[START PROVIDED ENTRIES]

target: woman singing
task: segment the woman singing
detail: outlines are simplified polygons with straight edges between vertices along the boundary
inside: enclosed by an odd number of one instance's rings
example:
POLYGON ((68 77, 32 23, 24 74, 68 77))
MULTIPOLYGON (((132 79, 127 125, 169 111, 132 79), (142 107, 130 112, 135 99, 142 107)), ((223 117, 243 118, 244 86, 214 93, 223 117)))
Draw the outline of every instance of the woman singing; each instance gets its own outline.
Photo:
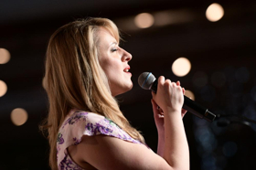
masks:
POLYGON ((157 154, 129 124, 115 96, 133 88, 117 27, 106 18, 71 22, 50 37, 44 87, 49 111, 44 127, 56 169, 189 169, 182 118, 185 90, 158 79, 152 105, 158 131, 157 154), (161 108, 161 109, 159 109, 161 108))

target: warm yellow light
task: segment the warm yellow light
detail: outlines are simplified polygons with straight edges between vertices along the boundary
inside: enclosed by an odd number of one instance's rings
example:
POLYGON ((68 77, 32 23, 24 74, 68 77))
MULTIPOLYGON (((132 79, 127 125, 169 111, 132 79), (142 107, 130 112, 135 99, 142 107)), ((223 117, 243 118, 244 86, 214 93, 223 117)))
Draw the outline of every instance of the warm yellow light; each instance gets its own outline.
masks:
POLYGON ((187 98, 190 98, 191 100, 195 101, 195 95, 191 90, 185 90, 185 96, 187 96, 187 98))
POLYGON ((142 13, 135 16, 134 23, 140 28, 150 27, 154 24, 154 16, 148 13, 142 13))
POLYGON ((217 3, 210 5, 206 12, 206 16, 208 20, 211 22, 219 21, 223 16, 224 9, 219 4, 217 3))
POLYGON ((5 81, 0 80, 0 97, 4 96, 7 91, 7 85, 5 81))
POLYGON ((172 70, 178 77, 186 76, 191 69, 190 61, 186 58, 179 58, 172 65, 172 70))
POLYGON ((16 126, 24 124, 27 121, 27 112, 22 108, 16 108, 11 112, 11 120, 16 126))
POLYGON ((11 58, 11 55, 7 49, 0 48, 0 64, 7 63, 11 58))

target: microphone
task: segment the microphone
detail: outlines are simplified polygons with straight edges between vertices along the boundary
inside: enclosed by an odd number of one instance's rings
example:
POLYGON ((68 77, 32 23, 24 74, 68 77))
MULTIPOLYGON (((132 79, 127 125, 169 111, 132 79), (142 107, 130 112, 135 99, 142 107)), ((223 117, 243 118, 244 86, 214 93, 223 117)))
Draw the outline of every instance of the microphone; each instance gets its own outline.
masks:
MULTIPOLYGON (((151 72, 144 72, 139 76, 139 85, 144 90, 151 90, 155 93, 157 91, 158 81, 151 72)), ((213 122, 216 115, 210 112, 207 108, 199 105, 187 96, 184 96, 183 109, 197 116, 198 118, 205 119, 208 122, 213 122)))

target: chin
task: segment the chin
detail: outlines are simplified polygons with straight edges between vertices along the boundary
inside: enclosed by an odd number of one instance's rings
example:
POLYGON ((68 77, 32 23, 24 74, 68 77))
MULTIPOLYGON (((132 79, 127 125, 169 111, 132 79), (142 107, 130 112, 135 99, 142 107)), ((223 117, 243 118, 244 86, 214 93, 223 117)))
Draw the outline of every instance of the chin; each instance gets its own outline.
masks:
POLYGON ((113 92, 112 96, 115 97, 115 96, 118 96, 120 94, 123 94, 123 93, 131 90, 133 89, 133 84, 131 83, 130 86, 126 86, 125 88, 123 89, 123 90, 113 92))

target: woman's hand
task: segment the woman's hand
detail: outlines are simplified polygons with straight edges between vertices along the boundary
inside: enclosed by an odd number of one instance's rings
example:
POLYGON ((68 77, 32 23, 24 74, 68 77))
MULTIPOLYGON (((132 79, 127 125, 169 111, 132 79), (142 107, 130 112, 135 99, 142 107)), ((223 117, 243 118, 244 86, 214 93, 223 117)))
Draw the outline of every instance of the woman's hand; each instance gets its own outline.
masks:
MULTIPOLYGON (((165 80, 163 76, 158 79, 157 93, 152 92, 153 101, 157 103, 156 106, 153 104, 153 111, 155 118, 159 118, 158 115, 164 115, 163 111, 181 111, 182 118, 187 111, 182 108, 184 102, 185 89, 180 87, 180 82, 171 82, 170 80, 165 80), (182 95, 183 94, 183 95, 182 95), (160 106, 160 108, 159 108, 160 106)), ((163 116, 160 116, 163 117, 163 116)), ((157 119, 155 120, 155 123, 157 119)), ((157 121, 159 122, 159 121, 157 121)), ((156 124, 157 126, 157 124, 156 124)))

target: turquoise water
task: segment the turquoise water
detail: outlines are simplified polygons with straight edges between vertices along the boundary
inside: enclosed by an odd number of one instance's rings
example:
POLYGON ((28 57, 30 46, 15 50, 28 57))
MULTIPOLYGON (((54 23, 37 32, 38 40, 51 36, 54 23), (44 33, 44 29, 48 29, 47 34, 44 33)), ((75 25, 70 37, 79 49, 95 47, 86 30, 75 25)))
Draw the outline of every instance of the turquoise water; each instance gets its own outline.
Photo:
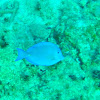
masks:
POLYGON ((100 0, 0 0, 0 100, 99 100, 100 0), (65 59, 15 62, 17 48, 52 42, 65 59))

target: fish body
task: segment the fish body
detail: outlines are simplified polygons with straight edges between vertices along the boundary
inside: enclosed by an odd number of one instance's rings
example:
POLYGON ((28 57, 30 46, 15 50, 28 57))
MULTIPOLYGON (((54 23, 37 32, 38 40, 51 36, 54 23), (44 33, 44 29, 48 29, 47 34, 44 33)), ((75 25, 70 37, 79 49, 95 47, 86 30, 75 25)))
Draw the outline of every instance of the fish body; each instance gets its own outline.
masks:
POLYGON ((25 58, 33 65, 50 66, 64 59, 60 48, 51 42, 40 42, 26 51, 17 50, 18 57, 15 61, 25 58))

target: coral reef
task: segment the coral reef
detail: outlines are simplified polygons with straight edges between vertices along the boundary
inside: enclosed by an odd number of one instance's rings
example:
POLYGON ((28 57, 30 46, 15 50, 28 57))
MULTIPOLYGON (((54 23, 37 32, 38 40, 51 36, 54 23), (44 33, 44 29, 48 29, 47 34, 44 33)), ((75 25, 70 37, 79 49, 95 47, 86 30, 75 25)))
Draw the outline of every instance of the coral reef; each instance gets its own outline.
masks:
POLYGON ((0 0, 0 100, 99 100, 100 0, 0 0), (53 66, 15 62, 16 48, 48 41, 53 66))

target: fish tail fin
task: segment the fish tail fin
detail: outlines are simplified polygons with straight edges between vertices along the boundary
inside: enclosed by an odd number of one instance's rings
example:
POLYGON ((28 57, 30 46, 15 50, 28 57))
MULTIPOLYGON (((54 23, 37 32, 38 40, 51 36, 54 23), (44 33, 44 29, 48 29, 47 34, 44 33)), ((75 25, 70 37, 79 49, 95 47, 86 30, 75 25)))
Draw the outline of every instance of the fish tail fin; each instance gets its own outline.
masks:
POLYGON ((26 57, 25 56, 26 52, 24 50, 17 48, 17 51, 18 51, 18 57, 15 61, 21 60, 26 57))

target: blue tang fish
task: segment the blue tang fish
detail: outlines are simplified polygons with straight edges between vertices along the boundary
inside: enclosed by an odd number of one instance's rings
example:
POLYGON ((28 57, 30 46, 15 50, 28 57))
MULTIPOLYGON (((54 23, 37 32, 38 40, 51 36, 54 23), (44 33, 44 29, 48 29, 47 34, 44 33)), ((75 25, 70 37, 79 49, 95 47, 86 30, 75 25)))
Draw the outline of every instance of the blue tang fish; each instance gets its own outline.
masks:
POLYGON ((25 58, 33 65, 50 66, 64 59, 61 50, 51 42, 40 42, 26 51, 17 48, 18 57, 15 61, 25 58))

[END PROVIDED ENTRIES]

WRITTEN TASK :: Please repeat all of the items above word for word, but leave the pictures out.

SOLUTION BELOW ::
target: woman singing
task: segment the woman singing
detail: outlines are simplified polygons with straight edges between vertices along the boundary
inside: enclosed by an odd number of one instance's rings
example:
POLYGON ((68 77, 32 23, 24 74, 68 77))
MULTIPOLYGON (((132 79, 127 125, 169 111, 132 79), (142 107, 130 112, 135 99, 142 107)), ((223 117, 243 118, 244 86, 214 93, 223 117)))
Draw the outline of every instance of the woman singing; each instance gets its own outline.
Photo:
masks:
POLYGON ((157 154, 129 124, 115 96, 133 88, 117 27, 106 18, 71 22, 50 37, 44 87, 49 111, 44 127, 56 169, 189 169, 182 118, 185 90, 158 79, 152 105, 158 131, 157 154), (161 108, 161 109, 159 109, 161 108))

target: warm yellow light
task: segment the warm yellow light
detail: outlines are simplified polygons with straight edges between vertices along the boundary
inside: enclosed by an odd number of one instance's rings
example:
POLYGON ((68 77, 32 23, 24 74, 68 77))
MULTIPOLYGON (((132 79, 127 125, 169 111, 132 79), (142 107, 130 112, 135 99, 142 107)), ((223 117, 243 118, 244 86, 214 93, 223 117)))
Draw the outline of every instance of the warm yellow light; each instance gets its own outline.
masks:
POLYGON ((187 98, 190 98, 191 100, 195 101, 195 95, 191 90, 185 90, 185 96, 187 96, 187 98))
POLYGON ((142 13, 135 16, 134 23, 140 28, 150 27, 154 24, 154 16, 148 13, 142 13))
POLYGON ((217 3, 210 5, 206 12, 206 16, 208 20, 211 22, 219 21, 223 16, 224 9, 219 4, 217 3))
POLYGON ((5 81, 0 80, 0 97, 4 96, 7 91, 7 85, 5 81))
POLYGON ((172 70, 178 77, 186 76, 191 69, 190 61, 186 58, 179 58, 172 65, 172 70))
POLYGON ((16 126, 24 124, 27 121, 27 112, 22 108, 16 108, 11 112, 11 120, 16 126))
POLYGON ((11 58, 11 55, 7 49, 0 48, 0 64, 7 63, 11 58))

target: microphone
task: segment the microphone
detail: outlines are simplified polygons with straight edges between vertices along the boundary
inside: enclosed by an odd number of one instance's rings
example:
POLYGON ((68 77, 32 23, 24 74, 68 77))
MULTIPOLYGON (((132 79, 127 125, 169 111, 132 79), (142 107, 130 112, 135 99, 142 107)), ((223 117, 243 118, 244 86, 214 93, 223 117)))
Draw the outline of every instance of the microphone; each instance gets its own outline.
masks:
MULTIPOLYGON (((151 72, 144 72, 139 76, 139 85, 144 90, 151 90, 155 93, 157 91, 158 81, 151 72)), ((213 122, 216 115, 210 112, 207 108, 199 105, 187 96, 184 96, 183 109, 197 116, 198 118, 205 119, 208 122, 213 122)))

target: chin
task: segment the chin
detail: outlines are simplified polygons with straight edges between vertices along the boundary
inside: enclosed by an odd number of one instance's rings
example:
POLYGON ((68 77, 32 23, 24 74, 68 77))
MULTIPOLYGON (((132 79, 127 125, 169 111, 132 79), (142 107, 130 112, 135 99, 142 107)), ((223 117, 243 118, 244 86, 214 93, 223 117)))
Draw the outline of every instance of the chin; each instance gets its own outline.
masks:
POLYGON ((113 92, 112 96, 115 97, 115 96, 118 96, 120 94, 123 94, 123 93, 131 90, 133 89, 133 84, 131 83, 130 86, 126 86, 125 88, 123 89, 123 90, 113 92))

target: woman's hand
task: segment the woman's hand
detail: outlines are simplified polygons with straight edges between vertices along the boundary
inside: enclosed by an odd number of one instance's rings
example:
POLYGON ((68 77, 32 23, 24 74, 68 77))
MULTIPOLYGON (((132 79, 127 125, 169 111, 132 79), (142 107, 130 112, 135 99, 142 107)), ((223 117, 243 118, 244 86, 214 93, 223 117)))
Draw the outline of every instance of the woman's hand; each instance gets its own outline.
masks:
MULTIPOLYGON (((165 80, 163 76, 158 79, 157 93, 152 92, 153 101, 157 103, 156 106, 153 104, 153 111, 155 118, 159 118, 158 115, 164 115, 163 111, 181 111, 182 118, 187 111, 182 108, 184 102, 185 89, 180 87, 180 82, 171 82, 170 80, 165 80), (182 95, 183 94, 183 95, 182 95), (160 106, 160 108, 159 108, 160 106)), ((163 116, 160 116, 163 117, 163 116)), ((157 119, 155 120, 155 123, 157 119)), ((157 121, 159 122, 159 121, 157 121)), ((156 124, 157 126, 157 124, 156 124)))

target: turquoise water
task: segment the turquoise water
detail: outlines are simplified polygons with straight edges between vertices along the boundary
inside: enclosed by an odd number of one instance's rings
example:
POLYGON ((28 57, 30 46, 15 50, 28 57))
MULTIPOLYGON (((54 23, 37 32, 38 40, 51 36, 54 23), (44 33, 44 29, 48 29, 47 34, 44 33)), ((75 25, 70 37, 79 49, 95 47, 86 30, 75 25)))
Draw the outline of every instance of the turquoise water; each instance gets its own outline.
Photo:
masks:
POLYGON ((100 0, 0 0, 0 100, 99 100, 100 0), (65 59, 15 62, 17 48, 52 42, 65 59))

target: fish body
task: segment the fish body
detail: outlines are simplified polygons with straight edges between vertices along the boundary
inside: enclosed by an odd number of one instance's rings
example:
POLYGON ((28 57, 30 46, 15 50, 28 57))
MULTIPOLYGON (((54 23, 37 32, 38 40, 51 36, 54 23), (44 33, 44 29, 48 29, 47 34, 44 33)), ((75 25, 70 37, 79 49, 95 47, 86 30, 75 25)))
Draw the outline of every instance of the fish body; each instance gets its own outline.
masks:
POLYGON ((25 58, 33 65, 50 66, 64 59, 60 48, 51 42, 40 42, 26 51, 17 50, 18 57, 15 61, 25 58))

target: coral reef
task: segment the coral reef
detail: outlines are simplified polygons with straight edges between vertices along the boundary
inside: enclosed by an odd number of one instance's rings
example:
POLYGON ((28 57, 30 46, 15 50, 28 57))
MULTIPOLYGON (((54 23, 37 32, 38 40, 51 36, 54 23), (44 33, 44 29, 48 29, 47 34, 44 33)), ((75 25, 70 37, 79 49, 95 47, 86 30, 75 25)))
Draw the outline of every instance of the coral reef; each instance gets its own outline.
masks:
POLYGON ((0 0, 0 100, 99 100, 100 0, 0 0), (53 66, 15 62, 16 48, 48 41, 53 66))

target: fish tail fin
task: segment the fish tail fin
detail: outlines are simplified polygons with straight edges between vertices along the boundary
inside: enclosed by an odd number of one instance's rings
example:
POLYGON ((28 57, 30 46, 15 50, 28 57))
MULTIPOLYGON (((54 23, 37 32, 38 40, 51 36, 54 23), (44 33, 44 29, 48 29, 47 34, 44 33)), ((75 25, 70 37, 79 49, 95 47, 86 30, 75 25)))
Draw the outline of every instance of the fish tail fin; each instance gets its own outline.
masks:
POLYGON ((26 57, 25 56, 26 52, 24 50, 17 48, 17 51, 18 51, 18 57, 15 61, 21 60, 26 57))

target: blue tang fish
task: segment the blue tang fish
detail: outlines are simplified polygons with straight edges between vertices along the boundary
inside: enclosed by an odd number of one instance's rings
example:
POLYGON ((28 57, 30 46, 15 50, 28 57))
MULTIPOLYGON (((54 23, 37 32, 38 40, 51 36, 54 23), (44 33, 44 29, 48 29, 47 34, 44 33)), ((75 25, 70 37, 79 49, 95 47, 86 30, 75 25)))
Draw the outline of every instance of the blue tang fish; each instance gets its own outline.
masks:
POLYGON ((25 58, 33 65, 50 66, 64 59, 61 50, 51 42, 40 42, 26 51, 17 48, 18 57, 15 61, 25 58))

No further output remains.